(Location annotation dataset excerpts)
• • • • • • •

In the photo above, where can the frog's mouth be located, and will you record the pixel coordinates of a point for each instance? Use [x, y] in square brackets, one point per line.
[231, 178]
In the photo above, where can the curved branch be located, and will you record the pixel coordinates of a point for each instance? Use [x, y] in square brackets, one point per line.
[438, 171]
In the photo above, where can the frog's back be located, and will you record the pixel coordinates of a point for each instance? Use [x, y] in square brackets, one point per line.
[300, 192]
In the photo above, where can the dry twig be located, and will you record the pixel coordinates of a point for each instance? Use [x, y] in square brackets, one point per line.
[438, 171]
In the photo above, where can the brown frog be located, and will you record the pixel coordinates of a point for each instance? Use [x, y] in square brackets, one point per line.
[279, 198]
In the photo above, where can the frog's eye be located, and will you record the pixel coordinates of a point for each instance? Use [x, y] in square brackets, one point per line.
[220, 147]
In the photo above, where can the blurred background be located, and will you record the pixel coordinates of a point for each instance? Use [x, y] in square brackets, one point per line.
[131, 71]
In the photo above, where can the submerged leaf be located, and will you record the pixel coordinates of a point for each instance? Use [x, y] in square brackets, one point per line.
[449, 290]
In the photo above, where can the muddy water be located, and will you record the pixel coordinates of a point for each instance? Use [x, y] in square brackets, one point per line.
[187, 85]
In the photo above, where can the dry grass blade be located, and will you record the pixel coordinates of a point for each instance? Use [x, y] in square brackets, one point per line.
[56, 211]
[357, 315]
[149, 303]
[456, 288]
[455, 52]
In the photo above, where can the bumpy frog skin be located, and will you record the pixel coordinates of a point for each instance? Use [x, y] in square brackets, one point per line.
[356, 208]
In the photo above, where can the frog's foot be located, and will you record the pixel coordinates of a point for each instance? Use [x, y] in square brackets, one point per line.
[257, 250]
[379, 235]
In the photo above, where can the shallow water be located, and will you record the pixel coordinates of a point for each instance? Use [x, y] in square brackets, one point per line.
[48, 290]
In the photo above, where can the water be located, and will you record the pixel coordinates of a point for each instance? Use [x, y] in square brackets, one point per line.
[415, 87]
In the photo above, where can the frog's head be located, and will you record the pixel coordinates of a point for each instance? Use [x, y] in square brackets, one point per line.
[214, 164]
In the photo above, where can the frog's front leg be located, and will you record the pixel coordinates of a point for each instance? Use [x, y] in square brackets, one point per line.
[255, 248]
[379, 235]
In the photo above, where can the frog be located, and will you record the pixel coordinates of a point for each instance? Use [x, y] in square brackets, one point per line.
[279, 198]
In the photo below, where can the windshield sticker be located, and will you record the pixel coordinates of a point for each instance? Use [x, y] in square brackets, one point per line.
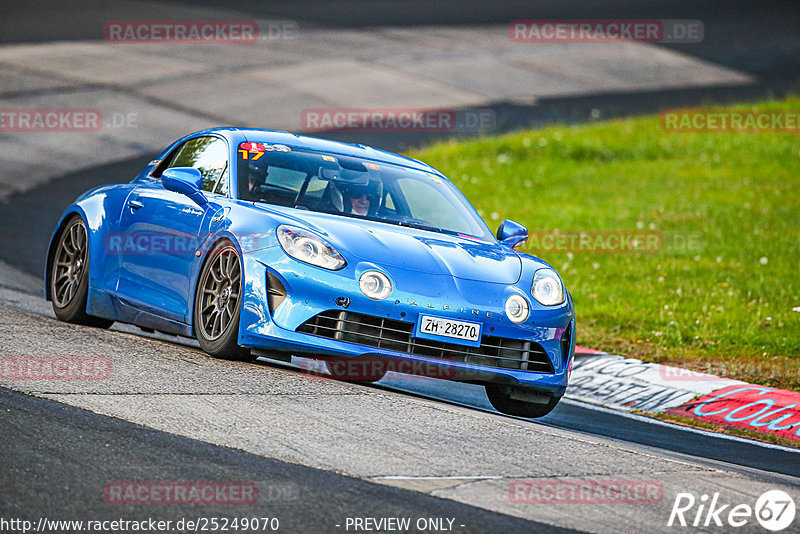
[257, 149]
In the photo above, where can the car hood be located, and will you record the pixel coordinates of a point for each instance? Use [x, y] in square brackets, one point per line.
[409, 248]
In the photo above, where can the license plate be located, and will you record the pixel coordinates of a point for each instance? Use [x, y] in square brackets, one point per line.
[439, 326]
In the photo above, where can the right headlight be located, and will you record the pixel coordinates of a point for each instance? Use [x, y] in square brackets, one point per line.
[547, 287]
[308, 248]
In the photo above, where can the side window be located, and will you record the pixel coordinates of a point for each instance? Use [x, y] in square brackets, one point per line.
[222, 184]
[209, 155]
[428, 204]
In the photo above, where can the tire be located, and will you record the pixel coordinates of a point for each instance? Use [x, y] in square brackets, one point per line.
[217, 305]
[69, 276]
[364, 370]
[501, 399]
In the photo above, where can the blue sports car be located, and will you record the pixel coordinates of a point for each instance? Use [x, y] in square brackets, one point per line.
[259, 242]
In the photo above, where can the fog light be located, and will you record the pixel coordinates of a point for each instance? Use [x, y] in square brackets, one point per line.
[375, 285]
[517, 308]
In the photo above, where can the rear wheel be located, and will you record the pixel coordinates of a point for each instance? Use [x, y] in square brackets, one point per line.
[519, 402]
[217, 305]
[69, 276]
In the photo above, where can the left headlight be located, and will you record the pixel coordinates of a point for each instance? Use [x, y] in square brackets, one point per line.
[308, 248]
[547, 287]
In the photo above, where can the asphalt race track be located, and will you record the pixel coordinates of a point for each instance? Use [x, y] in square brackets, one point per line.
[323, 453]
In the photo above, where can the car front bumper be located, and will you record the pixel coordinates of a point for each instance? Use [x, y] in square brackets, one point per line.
[302, 293]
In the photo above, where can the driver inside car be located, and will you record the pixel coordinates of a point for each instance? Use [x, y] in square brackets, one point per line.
[363, 200]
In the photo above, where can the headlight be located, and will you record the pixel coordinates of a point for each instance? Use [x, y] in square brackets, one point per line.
[517, 308]
[547, 287]
[375, 285]
[309, 248]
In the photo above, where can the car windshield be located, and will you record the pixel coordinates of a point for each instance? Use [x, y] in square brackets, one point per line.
[378, 191]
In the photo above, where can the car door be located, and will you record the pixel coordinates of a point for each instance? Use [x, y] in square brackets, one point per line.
[162, 230]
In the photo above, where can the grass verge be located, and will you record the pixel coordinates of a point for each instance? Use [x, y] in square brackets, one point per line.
[722, 292]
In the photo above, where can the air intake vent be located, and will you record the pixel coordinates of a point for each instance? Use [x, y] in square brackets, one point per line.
[390, 334]
[275, 292]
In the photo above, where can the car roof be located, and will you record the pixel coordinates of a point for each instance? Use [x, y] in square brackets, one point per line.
[292, 140]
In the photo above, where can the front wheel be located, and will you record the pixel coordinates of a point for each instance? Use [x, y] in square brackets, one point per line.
[520, 403]
[69, 276]
[217, 305]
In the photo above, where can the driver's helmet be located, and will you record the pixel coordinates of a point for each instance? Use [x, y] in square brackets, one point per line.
[372, 189]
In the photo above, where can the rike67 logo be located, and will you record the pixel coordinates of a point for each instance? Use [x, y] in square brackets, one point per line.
[774, 510]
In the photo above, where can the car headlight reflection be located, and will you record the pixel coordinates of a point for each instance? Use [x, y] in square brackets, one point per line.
[308, 248]
[547, 287]
[517, 308]
[375, 285]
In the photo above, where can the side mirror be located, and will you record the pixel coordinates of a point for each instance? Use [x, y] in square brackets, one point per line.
[511, 233]
[186, 181]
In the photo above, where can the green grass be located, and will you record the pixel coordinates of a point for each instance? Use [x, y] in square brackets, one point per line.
[724, 303]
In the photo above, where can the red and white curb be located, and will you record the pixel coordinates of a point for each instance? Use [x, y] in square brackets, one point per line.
[628, 384]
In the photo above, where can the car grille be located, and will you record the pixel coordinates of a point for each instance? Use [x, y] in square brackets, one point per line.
[390, 334]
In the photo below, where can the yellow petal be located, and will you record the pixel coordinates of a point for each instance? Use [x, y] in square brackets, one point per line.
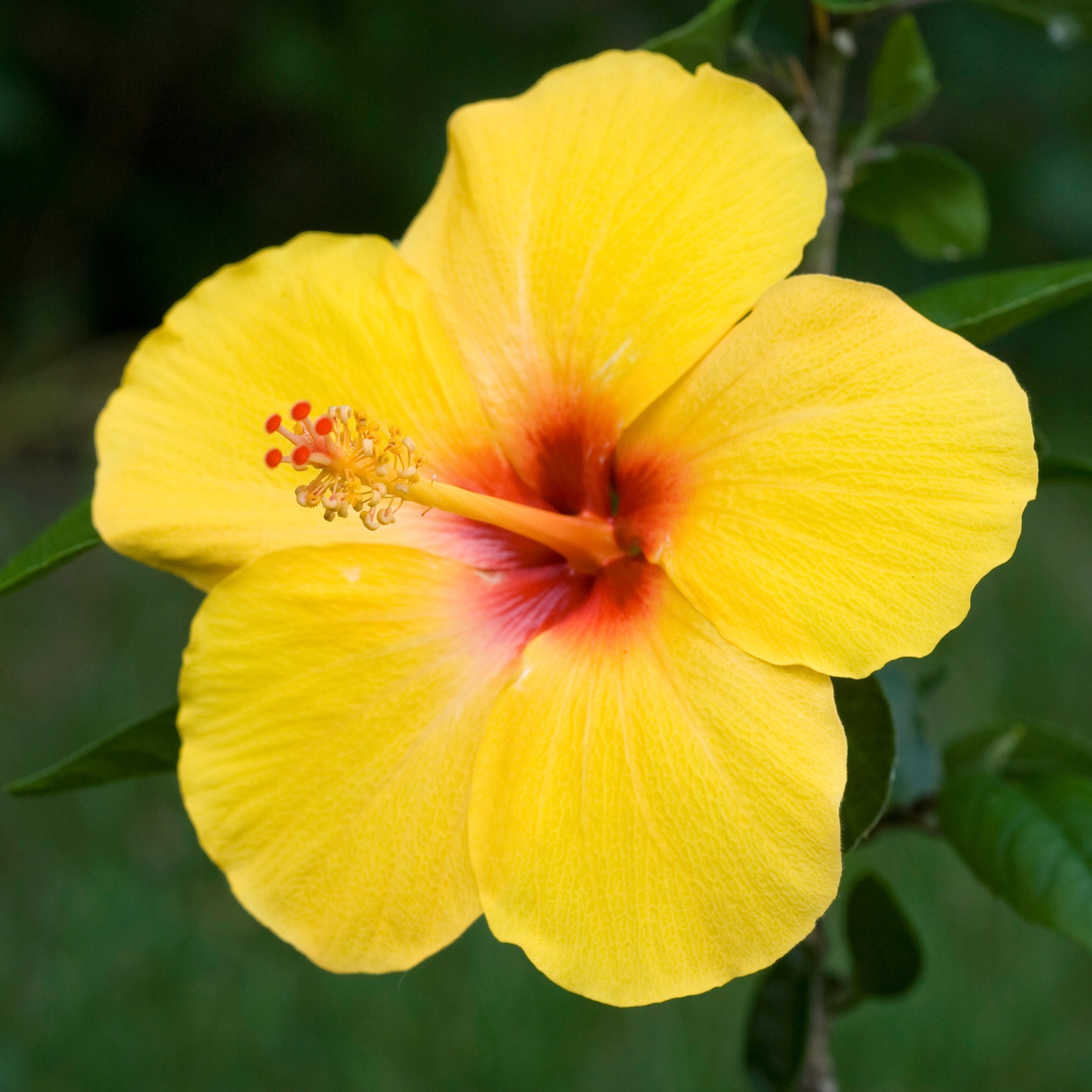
[332, 700]
[331, 319]
[653, 811]
[830, 484]
[593, 238]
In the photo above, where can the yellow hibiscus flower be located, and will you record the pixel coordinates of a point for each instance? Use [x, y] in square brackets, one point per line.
[579, 679]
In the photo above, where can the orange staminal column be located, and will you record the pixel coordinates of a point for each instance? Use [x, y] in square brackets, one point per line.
[586, 542]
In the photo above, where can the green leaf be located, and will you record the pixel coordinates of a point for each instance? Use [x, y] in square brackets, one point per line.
[981, 308]
[934, 201]
[887, 958]
[902, 83]
[1063, 469]
[1065, 21]
[918, 764]
[66, 540]
[1015, 751]
[1030, 841]
[870, 735]
[853, 7]
[778, 1028]
[705, 40]
[137, 751]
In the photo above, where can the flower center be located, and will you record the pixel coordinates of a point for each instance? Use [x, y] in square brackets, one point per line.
[374, 470]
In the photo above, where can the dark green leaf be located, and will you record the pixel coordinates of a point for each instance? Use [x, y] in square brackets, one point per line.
[902, 83]
[1030, 841]
[870, 735]
[934, 201]
[918, 765]
[1062, 469]
[1065, 20]
[1015, 751]
[981, 308]
[146, 747]
[778, 1028]
[70, 536]
[705, 40]
[887, 958]
[853, 7]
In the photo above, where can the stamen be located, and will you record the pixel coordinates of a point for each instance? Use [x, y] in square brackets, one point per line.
[375, 470]
[353, 457]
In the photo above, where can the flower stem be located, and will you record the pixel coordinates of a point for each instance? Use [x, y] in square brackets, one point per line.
[830, 61]
[817, 1074]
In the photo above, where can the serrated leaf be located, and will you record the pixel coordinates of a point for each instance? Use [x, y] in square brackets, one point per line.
[146, 747]
[902, 82]
[870, 735]
[1065, 21]
[887, 958]
[981, 308]
[1021, 749]
[704, 40]
[934, 201]
[63, 542]
[778, 1027]
[1030, 841]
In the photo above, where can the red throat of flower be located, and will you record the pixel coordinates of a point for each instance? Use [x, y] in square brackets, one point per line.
[375, 469]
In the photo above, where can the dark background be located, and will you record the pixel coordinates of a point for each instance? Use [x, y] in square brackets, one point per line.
[142, 146]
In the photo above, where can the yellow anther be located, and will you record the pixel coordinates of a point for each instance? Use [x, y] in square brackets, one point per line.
[374, 470]
[352, 456]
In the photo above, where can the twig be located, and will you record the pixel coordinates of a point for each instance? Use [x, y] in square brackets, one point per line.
[832, 56]
[817, 1074]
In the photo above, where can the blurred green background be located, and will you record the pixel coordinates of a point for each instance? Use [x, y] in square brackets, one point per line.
[143, 143]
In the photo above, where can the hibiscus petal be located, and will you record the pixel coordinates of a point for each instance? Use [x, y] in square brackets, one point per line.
[593, 238]
[332, 700]
[653, 811]
[340, 320]
[830, 484]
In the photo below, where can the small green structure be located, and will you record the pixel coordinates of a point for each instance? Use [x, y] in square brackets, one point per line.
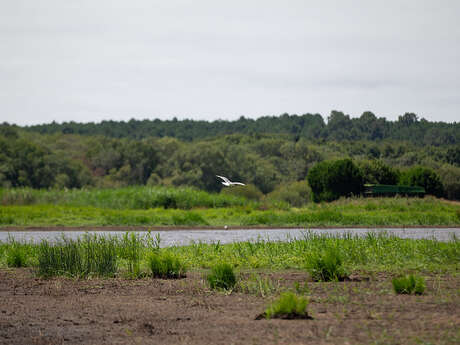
[392, 190]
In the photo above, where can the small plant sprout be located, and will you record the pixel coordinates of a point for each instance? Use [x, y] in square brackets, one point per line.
[287, 306]
[222, 276]
[166, 266]
[409, 284]
[326, 265]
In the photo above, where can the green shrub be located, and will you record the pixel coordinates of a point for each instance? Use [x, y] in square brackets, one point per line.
[423, 177]
[16, 256]
[409, 284]
[326, 265]
[288, 306]
[166, 266]
[329, 180]
[222, 276]
[377, 172]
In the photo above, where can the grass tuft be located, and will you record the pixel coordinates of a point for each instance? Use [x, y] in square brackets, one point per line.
[166, 266]
[222, 276]
[288, 306]
[326, 265]
[16, 256]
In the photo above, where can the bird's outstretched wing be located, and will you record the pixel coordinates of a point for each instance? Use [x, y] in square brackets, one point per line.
[224, 178]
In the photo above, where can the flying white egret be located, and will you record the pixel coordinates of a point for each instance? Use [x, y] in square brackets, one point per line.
[227, 182]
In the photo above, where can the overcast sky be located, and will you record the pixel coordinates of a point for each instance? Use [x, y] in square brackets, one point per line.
[115, 59]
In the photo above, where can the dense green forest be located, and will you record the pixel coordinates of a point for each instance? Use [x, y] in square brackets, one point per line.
[272, 154]
[339, 126]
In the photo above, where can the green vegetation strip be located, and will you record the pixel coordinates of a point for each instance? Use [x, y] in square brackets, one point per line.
[344, 212]
[131, 254]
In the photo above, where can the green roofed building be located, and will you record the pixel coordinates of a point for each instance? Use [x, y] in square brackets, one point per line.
[391, 190]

• • • • • • •

Exercise directions: Begin with the line that contains "In the photo above, where can the overcast" and quote each line after it exactly, stopping after the last line of the data.

In response:
In the photo above, where can the overcast sky be located, and will you record the pixel coordinates of a point for each instance? Use [x, y] in square brackets, one point per line.
[115, 59]
In the photo above, where can the dense green forest be located, and will you record the pixel coordinates of a point for each instance? Use [x, y] in square brackets, one point per line.
[272, 154]
[339, 126]
In the photo above, where can the green vegetation strip be located, and will you record the pixel coordinates of a point for each instance? Use [x, y] in square brackets, one point per line.
[344, 212]
[131, 254]
In the photo above, where can the green roofed building be located, and will you record the pixel coordinates of a point for each instance? Use [x, y] in square brackets, one point per line.
[391, 190]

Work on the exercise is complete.